━━━━━ EXTRACT PROVIDED

Product Developments

We officially launched Touch™, our first receiver-in-the-canal ("RIC") product family, in March 2009. RIC has become a very popular product type, representing approximately 35% of hearing aids sold in the United States. In addition to its sophisticated design, very small size and ease of use features, we believe Touch is the smallest and has the best moisture resistance of any RIC product on the market. Sonic's Touch products incorporate many of the sound processing technologies present in our Velocity ® series of hearing solutions. Touch provides natural sound quality, superior noise reduction, and excellent directionality, driven by our unique DIRECTIONALfocus® technology. Touch is offered at three price points and available in a choice of five base colors and 15 accent color clips. The three Touch products are readily identified by the number of processing channels. Touch 6 has six channels and two programs, Touch 12 has 12 channels and three programs, and Touch 24 has 24 channels, four programs and voice alerts.

The current global economic situation makes it more important than ever to provide our customers with pricing flexibility in selling to the hearing impaired consumer. In the second half of 2008, we launched four new products specifically designed to provide competitive features and additional price options for our customers. Velocity 24, our new premium product, combines a superior set of algorithms to provide the consumer with hands-free operation in a variety of listening environments. Our new advanced-level product, Velocity 12, offers many sophisticated features, such as automatic and adaptive directionality, data logging, and auto telephone. With Velocity 6, we have added a highly competitive mid-level product line. Velocity 4, our newest entry-level offering, makes Sonic's patented and proven noise reduction available at a price-point that is particularly attractive to cost-sensitive consumers. All Velocity products are available in a full line of custom models and feature a robust standard behind the ear hearing aid ("BTE") that can accommodate a severe hearing loss. Velocity 24, Velocity 12, and Velocity 6 also offer a miniBTE model that provides both open-fit and standard fittings, a powerful fitting range and extendable functionality such as Bluetooth and direct audio import support.

━━━━━━━━━━

__PROBLEM STATEMENT__.
Answer these questions from the product developments section above:
1. In what month and year was Touch officially launched?
2. How many channels and programs does Touch 12 have?
3. Which Velocity product is described as the newest entry-level offering?

━━━━━ DATA EXTRACT

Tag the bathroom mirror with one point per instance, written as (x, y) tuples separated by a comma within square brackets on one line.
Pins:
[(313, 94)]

━━━━━━━━━━

__OUTPUT OF THE EXERCISE__.
1. March 2009
2. 12 channels and three programs
3. Velocity 4